*Directions:*
From the line containing "Annotate the red pickup" down to the final entry below, restate each line word for word.

*Record excerpts:*

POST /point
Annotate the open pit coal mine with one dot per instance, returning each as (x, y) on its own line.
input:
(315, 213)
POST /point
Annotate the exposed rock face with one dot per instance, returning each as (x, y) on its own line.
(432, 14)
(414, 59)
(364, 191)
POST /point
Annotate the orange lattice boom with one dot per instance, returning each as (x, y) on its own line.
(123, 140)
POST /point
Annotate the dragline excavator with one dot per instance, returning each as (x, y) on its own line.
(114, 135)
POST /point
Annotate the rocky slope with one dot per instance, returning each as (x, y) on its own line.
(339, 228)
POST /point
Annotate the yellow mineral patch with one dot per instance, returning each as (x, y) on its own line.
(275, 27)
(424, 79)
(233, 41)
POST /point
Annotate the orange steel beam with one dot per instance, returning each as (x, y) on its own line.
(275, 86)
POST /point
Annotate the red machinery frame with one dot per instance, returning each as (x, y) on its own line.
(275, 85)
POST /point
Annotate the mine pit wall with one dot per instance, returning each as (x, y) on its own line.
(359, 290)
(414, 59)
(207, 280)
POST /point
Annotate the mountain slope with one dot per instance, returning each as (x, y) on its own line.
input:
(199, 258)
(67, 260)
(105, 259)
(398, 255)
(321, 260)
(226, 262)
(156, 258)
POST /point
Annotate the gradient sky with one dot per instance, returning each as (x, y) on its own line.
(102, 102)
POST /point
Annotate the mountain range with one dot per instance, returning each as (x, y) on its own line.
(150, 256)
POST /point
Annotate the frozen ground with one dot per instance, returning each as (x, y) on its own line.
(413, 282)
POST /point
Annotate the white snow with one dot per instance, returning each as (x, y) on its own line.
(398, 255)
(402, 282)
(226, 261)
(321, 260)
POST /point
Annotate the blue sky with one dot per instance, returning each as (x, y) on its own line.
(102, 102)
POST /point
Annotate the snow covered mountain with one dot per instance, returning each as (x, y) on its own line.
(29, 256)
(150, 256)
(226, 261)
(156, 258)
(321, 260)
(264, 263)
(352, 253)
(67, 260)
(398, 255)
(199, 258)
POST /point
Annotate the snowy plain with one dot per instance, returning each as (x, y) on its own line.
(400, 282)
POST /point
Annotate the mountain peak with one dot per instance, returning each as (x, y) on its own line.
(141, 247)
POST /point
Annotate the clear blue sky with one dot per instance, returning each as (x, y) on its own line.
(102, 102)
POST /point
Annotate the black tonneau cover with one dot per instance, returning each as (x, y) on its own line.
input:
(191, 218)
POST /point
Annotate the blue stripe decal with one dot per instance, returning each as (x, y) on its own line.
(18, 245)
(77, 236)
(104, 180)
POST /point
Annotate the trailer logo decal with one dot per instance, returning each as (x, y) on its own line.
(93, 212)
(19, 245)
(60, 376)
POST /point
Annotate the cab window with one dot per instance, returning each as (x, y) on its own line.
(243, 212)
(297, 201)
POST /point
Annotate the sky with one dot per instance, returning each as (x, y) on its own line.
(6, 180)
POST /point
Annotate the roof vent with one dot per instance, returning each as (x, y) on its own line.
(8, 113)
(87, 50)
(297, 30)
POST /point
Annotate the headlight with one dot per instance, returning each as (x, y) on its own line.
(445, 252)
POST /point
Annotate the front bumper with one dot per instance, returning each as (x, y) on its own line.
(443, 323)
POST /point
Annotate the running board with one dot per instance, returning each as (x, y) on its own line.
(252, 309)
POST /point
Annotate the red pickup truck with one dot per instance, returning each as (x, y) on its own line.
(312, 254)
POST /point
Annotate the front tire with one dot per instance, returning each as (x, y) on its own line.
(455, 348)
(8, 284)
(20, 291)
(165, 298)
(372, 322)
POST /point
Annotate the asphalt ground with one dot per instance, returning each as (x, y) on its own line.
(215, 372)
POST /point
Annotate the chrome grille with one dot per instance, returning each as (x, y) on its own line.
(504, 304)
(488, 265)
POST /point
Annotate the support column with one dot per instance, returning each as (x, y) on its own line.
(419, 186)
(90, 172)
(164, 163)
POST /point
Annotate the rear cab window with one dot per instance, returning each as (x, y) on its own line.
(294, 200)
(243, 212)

*Answer box:*
Annotate the red pickup truck with one dot per instance, returning each as (x, y) on its own line.
(312, 254)
POST /point
Annotate the front tire with one dot per instance, returning each as (x, y) on its own line.
(455, 348)
(8, 284)
(20, 291)
(165, 298)
(372, 322)
POST /point
Annotate the asphalt ground with one dot per instance, returning each as (x, y) on its own line.
(215, 372)
POST /point
Annotate the chrome grille with one dot per instance, returning each as (x, y) on its own line.
(504, 304)
(488, 265)
POST /point
Annotate the support column with one dot per instance, returning each as (x, y) on its own line.
(419, 186)
(90, 172)
(164, 163)
POST /point
Annotate the rear cab window with one dot per instance, returning each as (x, y) on its own line.
(294, 200)
(243, 212)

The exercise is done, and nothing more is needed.